Location identification items

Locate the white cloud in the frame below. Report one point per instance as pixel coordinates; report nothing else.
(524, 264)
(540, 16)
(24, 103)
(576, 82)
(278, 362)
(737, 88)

- _Work to be completed_
Return every line of the listing above verbatim, in its original order.

- _Answer below_
Locate the white cloud in the frame below. Report one point per instance as pixel coordinates; report nothing else.
(524, 264)
(540, 16)
(24, 103)
(576, 82)
(278, 362)
(737, 88)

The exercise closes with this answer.